Aim of the task:
Once you reach the line containing "Task: predict the" in the data below, restate each line word for word up to and including the one containing "positive clicks: (175, 685)".

Input data:
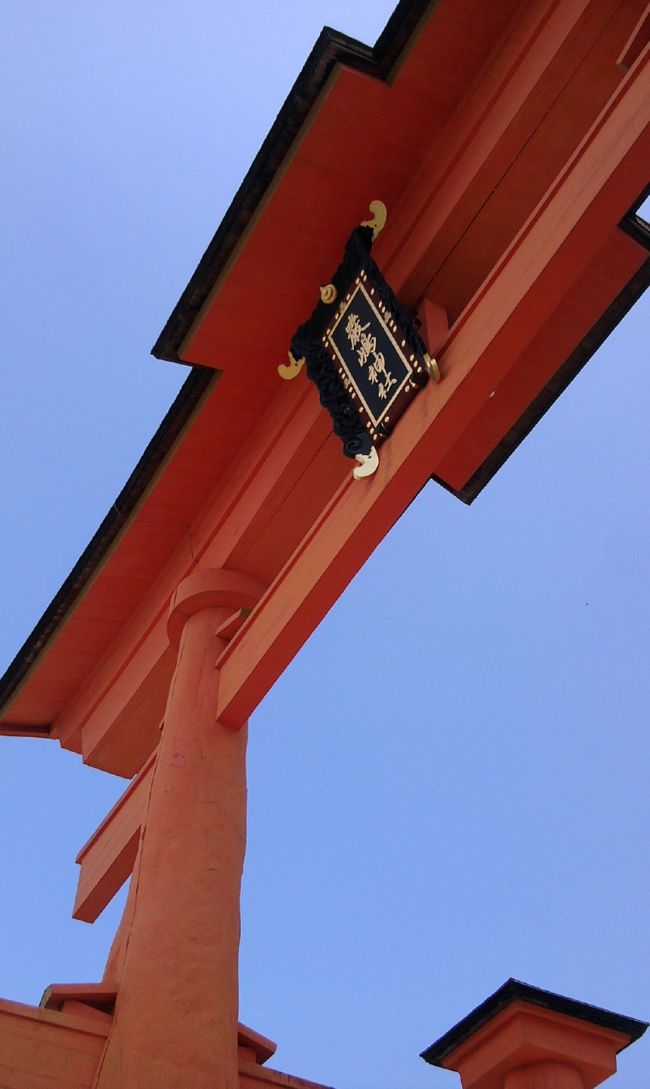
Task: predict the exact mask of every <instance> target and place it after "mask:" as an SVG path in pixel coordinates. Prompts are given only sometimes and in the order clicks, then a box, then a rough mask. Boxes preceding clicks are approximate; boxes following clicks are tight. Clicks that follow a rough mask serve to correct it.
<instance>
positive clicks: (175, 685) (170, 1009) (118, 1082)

...

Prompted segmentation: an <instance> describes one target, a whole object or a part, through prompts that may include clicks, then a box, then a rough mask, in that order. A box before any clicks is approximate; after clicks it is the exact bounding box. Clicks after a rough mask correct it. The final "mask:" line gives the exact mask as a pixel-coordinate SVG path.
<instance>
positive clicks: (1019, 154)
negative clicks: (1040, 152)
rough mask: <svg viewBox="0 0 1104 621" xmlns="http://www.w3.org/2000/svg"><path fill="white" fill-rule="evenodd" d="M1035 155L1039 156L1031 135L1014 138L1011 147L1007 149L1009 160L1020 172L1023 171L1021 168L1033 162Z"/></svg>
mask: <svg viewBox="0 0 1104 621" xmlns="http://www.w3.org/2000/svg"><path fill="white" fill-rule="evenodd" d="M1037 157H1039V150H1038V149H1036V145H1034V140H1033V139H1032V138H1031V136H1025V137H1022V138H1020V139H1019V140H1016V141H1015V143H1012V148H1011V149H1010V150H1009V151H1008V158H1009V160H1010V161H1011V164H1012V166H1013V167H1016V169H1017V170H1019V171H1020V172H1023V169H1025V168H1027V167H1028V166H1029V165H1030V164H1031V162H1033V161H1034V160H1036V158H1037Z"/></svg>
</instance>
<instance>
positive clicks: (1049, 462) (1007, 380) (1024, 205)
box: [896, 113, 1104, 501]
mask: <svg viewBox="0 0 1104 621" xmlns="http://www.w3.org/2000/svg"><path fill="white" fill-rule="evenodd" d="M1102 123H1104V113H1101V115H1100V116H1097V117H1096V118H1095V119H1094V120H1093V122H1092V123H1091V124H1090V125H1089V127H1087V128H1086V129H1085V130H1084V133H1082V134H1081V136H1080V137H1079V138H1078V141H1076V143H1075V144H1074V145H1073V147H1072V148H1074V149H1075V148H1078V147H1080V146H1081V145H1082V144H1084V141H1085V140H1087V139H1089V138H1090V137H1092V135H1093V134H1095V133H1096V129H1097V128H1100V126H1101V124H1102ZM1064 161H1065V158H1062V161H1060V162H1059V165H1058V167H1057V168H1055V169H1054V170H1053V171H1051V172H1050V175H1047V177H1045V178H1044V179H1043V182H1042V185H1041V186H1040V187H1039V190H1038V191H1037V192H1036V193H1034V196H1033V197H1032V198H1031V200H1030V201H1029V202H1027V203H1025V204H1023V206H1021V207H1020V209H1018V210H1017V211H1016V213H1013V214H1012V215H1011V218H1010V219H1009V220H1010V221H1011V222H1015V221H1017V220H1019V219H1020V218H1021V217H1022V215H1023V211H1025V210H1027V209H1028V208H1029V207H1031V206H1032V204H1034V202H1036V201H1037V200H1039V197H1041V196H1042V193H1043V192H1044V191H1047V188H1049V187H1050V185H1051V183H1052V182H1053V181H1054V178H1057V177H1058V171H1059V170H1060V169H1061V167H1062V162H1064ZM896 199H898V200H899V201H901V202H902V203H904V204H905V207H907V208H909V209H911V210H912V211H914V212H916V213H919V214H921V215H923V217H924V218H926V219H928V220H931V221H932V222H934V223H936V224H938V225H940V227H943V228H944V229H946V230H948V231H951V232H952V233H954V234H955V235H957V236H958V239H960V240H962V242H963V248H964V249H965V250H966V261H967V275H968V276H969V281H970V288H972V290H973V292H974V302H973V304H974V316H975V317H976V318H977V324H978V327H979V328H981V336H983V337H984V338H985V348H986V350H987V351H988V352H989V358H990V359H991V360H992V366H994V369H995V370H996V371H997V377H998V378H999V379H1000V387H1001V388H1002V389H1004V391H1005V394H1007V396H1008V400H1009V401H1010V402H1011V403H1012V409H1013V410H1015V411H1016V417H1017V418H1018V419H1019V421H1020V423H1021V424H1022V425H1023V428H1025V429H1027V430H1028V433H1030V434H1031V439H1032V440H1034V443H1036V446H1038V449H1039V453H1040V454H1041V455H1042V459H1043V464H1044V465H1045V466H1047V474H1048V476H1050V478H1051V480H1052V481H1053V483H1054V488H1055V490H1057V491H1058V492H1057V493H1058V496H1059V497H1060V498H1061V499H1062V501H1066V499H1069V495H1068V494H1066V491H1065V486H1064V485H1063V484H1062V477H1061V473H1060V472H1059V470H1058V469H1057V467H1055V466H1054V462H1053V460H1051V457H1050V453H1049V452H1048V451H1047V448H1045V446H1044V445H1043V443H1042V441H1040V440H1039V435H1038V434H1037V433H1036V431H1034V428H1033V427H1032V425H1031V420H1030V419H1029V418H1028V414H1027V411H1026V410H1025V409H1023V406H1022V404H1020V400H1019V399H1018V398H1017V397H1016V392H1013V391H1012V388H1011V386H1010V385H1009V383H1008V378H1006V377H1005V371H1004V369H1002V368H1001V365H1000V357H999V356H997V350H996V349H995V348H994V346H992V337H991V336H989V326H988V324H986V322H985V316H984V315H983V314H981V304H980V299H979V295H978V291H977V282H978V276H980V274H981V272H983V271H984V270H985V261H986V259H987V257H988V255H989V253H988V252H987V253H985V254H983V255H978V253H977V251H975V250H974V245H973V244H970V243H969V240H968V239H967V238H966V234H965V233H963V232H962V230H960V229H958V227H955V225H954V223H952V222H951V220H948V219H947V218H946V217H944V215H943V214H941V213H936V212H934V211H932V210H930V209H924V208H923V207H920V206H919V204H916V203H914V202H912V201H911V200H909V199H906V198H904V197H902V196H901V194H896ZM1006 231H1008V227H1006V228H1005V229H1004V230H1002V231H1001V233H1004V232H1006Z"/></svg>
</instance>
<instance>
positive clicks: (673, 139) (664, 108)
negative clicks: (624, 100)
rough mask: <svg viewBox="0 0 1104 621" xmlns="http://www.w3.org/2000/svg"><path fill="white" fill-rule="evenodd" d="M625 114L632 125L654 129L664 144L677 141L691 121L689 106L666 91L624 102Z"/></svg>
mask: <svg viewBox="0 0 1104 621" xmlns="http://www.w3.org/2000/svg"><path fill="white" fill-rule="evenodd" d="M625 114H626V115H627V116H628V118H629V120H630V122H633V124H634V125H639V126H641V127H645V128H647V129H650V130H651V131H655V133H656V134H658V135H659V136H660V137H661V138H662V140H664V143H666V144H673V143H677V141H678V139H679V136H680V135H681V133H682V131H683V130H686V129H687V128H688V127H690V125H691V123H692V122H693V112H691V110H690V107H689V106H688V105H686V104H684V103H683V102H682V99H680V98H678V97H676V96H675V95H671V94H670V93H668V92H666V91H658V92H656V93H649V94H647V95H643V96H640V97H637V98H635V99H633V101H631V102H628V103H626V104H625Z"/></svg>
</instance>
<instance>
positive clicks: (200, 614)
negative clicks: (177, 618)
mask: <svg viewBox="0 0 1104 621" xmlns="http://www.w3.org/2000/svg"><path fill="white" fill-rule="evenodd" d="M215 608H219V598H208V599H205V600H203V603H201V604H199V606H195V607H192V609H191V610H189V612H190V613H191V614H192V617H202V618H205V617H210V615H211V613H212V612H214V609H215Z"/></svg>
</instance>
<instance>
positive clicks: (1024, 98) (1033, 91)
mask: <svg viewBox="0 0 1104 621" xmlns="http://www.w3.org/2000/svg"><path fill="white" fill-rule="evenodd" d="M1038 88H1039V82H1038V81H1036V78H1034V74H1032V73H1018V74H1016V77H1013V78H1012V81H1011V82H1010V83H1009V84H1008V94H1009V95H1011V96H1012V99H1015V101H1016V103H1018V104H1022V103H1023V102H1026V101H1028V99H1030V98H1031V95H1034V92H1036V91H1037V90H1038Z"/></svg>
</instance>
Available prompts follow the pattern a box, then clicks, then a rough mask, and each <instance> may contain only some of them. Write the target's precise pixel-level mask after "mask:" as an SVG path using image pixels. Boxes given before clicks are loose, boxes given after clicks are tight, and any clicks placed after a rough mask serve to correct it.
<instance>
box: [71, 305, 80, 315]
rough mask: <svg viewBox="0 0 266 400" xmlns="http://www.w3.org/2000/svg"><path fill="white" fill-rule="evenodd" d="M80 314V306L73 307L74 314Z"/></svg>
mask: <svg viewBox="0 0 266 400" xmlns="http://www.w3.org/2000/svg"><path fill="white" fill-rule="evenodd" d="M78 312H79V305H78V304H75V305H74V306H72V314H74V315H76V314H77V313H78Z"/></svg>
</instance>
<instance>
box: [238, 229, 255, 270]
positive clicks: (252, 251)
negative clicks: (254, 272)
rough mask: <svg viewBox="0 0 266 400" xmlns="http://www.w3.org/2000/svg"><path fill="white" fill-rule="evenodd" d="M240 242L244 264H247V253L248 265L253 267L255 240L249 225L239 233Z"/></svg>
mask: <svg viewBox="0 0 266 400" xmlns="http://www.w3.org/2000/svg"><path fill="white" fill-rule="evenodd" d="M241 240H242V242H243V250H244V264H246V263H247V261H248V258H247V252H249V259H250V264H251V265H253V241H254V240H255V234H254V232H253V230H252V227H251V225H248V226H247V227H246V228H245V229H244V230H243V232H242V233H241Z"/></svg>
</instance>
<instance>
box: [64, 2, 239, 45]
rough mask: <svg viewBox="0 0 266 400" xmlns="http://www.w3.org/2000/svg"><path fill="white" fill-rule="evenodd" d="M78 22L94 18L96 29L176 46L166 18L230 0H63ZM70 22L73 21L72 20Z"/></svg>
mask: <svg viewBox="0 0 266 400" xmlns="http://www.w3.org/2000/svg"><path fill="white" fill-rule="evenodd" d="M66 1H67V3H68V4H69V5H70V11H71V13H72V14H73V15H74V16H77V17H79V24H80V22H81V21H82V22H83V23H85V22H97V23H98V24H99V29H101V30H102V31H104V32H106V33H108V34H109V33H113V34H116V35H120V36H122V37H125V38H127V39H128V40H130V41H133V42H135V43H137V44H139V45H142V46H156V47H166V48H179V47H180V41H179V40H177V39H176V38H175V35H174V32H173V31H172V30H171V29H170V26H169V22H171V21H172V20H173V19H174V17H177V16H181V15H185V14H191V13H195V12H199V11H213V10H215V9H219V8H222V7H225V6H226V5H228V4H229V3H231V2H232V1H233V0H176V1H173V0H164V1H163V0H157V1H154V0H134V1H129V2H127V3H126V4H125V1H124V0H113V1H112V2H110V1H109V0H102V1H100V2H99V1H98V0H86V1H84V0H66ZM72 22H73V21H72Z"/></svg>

Response below:
Task: predict the exact mask of every <instance> target and place it after "mask:" as an SVG path in pixel coordinates. Prompts are given only sometimes and in the order clicks, then a box, then a rough mask. Boxes preceding clicks are approximate; boxes following clicks are tight. Clicks that follow a rough mask serve to correct it.
<instance>
positive clicks: (175, 685) (170, 1009) (118, 1082)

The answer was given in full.